- _选段_
•••

4.HiveSQL(2)

3.9 表分区

3.9.1 表分区概述

Hive 分区partition (订单介绍)
必须在表定义时指定对应的partition字段,分区的本质相当于在表的目录下在分目录进行数据的存储。
分区好处:
查询时可以通过过滤不需要的分区下的数据,减少查询时的磁盘IO操作。
单分区建表语句:

create table day_table (id int, content string) partitioned by (dt string);

单分区表,按天分区,在表结构中存在id,content,dt三列。以dt为文件夹区分
双分区建表语句:

create table day_hour_table (id int, content string) partitioned by (dt string, hour string);

双分区表,按天和小时分区,在表结构中新增加了dt和hour两列。
先以dt为文件夹,再以hour子文件夹区分
理论上分区的个数可以任意多,但是常用的为单分区和双分区。
**注意:**定义分区和格式化语句的位置(在row format 上边)分区的元数据保存到mysql的hive_remote数据库实例的表中: PARTITION_KEYS、PARTITION_KEY_VALS、PARTITIONS。

3.9.1 单分区

建表

create table person5(
id int comment "唯一标识id",
name string comment "名称",
likes array<string> comment "爱好",
address map<string,string> comment "地址"
)
partitioned by(age int)
row format delimited
fields terminated by ","
collection items terminated by "-"
map keys terminated by ":"
lines terminated by "\n";

查看表的信息

hive> desc formatted person5;
OK
# col_name            	data_type           	comment             
id                  	int                 	唯一标识id              
name                	string              	名称                  
likes               	array<string>       	爱好                  
address             	map<string,string>  	地址                  
	 	 
# Partition Information	 	 
# col_name            	data_type           	comment             
age                 	int       
。。。。。。。。。。。。

•••

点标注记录
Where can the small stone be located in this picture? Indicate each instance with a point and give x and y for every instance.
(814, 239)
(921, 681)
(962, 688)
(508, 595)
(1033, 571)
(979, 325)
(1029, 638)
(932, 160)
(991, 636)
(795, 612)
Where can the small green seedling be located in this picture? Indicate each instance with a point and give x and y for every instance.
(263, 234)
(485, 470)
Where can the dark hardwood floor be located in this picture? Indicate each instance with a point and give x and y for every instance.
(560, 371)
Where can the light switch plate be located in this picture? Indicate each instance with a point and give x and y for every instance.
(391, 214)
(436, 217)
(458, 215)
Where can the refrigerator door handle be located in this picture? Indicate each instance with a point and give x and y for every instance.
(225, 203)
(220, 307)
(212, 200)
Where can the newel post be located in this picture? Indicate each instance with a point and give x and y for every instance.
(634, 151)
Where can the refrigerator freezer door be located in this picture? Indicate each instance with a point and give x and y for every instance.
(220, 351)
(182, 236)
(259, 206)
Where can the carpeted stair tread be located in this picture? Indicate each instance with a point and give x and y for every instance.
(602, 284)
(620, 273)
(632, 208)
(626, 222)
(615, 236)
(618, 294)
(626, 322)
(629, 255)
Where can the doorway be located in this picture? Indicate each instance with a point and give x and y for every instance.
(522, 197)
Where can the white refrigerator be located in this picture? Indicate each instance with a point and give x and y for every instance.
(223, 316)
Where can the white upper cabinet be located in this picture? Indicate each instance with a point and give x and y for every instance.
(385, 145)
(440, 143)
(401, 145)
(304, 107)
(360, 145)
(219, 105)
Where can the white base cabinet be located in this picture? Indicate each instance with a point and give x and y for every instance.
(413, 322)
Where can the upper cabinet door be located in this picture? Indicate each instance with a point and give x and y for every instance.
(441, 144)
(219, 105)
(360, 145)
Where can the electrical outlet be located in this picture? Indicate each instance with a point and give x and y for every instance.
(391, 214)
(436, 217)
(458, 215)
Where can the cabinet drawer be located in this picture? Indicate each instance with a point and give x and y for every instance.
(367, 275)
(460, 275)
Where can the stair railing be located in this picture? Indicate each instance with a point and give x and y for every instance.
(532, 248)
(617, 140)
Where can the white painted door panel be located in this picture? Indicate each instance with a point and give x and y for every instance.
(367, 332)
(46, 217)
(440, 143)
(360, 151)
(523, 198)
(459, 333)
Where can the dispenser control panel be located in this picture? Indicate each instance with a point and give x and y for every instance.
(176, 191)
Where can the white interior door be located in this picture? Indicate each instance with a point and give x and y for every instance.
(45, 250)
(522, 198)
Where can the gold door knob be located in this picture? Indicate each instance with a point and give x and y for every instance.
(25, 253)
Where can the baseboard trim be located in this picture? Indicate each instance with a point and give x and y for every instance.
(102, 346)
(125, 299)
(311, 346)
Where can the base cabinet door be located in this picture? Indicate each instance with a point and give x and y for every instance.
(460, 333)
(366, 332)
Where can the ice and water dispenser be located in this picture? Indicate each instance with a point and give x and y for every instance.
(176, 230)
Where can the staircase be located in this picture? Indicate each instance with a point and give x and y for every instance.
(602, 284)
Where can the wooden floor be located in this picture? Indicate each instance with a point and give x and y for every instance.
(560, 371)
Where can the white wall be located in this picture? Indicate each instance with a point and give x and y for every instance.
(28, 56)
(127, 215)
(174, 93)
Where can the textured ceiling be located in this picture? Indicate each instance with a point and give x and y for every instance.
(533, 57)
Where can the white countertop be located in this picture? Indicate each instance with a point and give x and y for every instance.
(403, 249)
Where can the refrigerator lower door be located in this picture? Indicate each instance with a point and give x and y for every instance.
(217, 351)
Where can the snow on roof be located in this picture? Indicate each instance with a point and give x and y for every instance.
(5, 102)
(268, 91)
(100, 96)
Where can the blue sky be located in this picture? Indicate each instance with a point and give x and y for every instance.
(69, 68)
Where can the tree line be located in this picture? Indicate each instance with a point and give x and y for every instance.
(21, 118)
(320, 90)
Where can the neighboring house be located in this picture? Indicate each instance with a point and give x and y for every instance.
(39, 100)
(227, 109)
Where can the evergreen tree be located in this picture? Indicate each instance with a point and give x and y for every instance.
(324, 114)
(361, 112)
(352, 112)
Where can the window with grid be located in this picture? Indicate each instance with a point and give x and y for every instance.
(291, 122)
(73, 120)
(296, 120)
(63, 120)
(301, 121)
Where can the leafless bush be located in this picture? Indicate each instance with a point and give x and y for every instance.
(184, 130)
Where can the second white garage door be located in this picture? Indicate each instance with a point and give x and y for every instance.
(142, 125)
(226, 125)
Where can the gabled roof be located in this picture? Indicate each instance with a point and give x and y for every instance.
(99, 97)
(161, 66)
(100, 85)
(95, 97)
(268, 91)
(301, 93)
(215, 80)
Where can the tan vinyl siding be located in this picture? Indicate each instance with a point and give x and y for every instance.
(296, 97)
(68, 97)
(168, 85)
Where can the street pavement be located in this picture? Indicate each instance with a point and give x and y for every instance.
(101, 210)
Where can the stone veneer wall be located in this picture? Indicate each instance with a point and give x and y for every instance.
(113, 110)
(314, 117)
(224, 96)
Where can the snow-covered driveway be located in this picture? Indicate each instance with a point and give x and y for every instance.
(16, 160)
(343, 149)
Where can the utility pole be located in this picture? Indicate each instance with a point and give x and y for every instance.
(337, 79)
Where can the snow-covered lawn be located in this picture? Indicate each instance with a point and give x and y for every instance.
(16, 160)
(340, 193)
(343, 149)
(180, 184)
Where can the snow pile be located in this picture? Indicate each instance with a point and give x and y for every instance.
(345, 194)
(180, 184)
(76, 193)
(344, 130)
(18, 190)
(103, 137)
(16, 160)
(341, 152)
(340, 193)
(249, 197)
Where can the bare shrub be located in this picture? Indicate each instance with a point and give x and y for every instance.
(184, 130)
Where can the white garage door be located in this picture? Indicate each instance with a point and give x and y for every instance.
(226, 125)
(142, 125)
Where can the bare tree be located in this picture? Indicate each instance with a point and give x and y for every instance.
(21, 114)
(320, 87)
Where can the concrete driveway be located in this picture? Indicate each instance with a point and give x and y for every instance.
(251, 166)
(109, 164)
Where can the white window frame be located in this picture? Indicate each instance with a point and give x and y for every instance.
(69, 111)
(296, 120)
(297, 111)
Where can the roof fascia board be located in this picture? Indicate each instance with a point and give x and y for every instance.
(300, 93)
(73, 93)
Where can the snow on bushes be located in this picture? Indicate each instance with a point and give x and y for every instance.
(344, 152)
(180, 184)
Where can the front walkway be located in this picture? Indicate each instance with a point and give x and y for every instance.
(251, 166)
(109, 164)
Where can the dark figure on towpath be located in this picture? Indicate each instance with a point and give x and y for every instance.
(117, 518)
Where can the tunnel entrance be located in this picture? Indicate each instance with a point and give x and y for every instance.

•••

- _任务要求 1_
请把讲 Hive 表分区的那篇选段中，从“Hive 分区partition (订单介绍)”到“双分区表,按天和小时分区,在表结构中新增加了dt和hour两列。”这一段原样输出。
- _任务要求 2_
根据讲 Hive 表分区的选段，分区的元数据存在 mysql 的哪个数据库实例里？
- _任务要求 3_
请接着讲 Hive 表分区的这篇选段，从它停下的地方往下写。

- _回答 1_
Hive 分区partition (订单介绍)
必须在表定义时指定对应的partition字段,分区的本质相当于在表的目录下在分目录进行数据的存储。
分区好处:
查询时可以通过过滤不需要的分区下的数据,减少查询时的磁盘IO操作。
单分区建表语句:

create table day_table (id int, content string) partitioned by (dt string);

单分区表,按天分区,在表结构中存在id,content,dt三列。以dt为文件夹区分
双分区建表语句:

create table day_hour_table (id int, content string) partitioned by (dt string, hour string);

双分区表,按天和小时分区,在表结构中新增加了dt和hour两列。

- _回答 2_
存在 mysql 的 hive_remote 数据库实例里。

- _回答 3_
注意分区字段不能出现在脚本的table后面的小括号中。
添加数据

hive> load data local inpath
'/root/data/person.txt' into table person5;
Query ID = root_20211111203223_7dd1d883-7d5d4d71-bd0e-dfb74c08da40
Total jobs = 3
Launching Job 1 out of 3
Number of reduce tasks is set to 0 since
there's no reduce operator
......
Loading data to table default.person5 partition
(age=null)
#hdfs路径:
person5/age=__HIVE_DEFAULT_PARTITION__

一定要指定对应的分区数据

hive> load data local inpath '/root/data/person.txt' into table person5 partition(age=10);
Loading data to table default.person5 partition (age=10)
OK
Time taken: 2.304 seconds

3.9.2 双分区

建表

create table person6(
id int comment "唯一标识id",
name string comment "名称",
likes array<string> comment "爱好",
address map<string,string> comment "地址"
)
partitioned by(age int,sex string)
row format delimited
fields terminated by ","
collection items terminated by "-"
map keys terminated by ":"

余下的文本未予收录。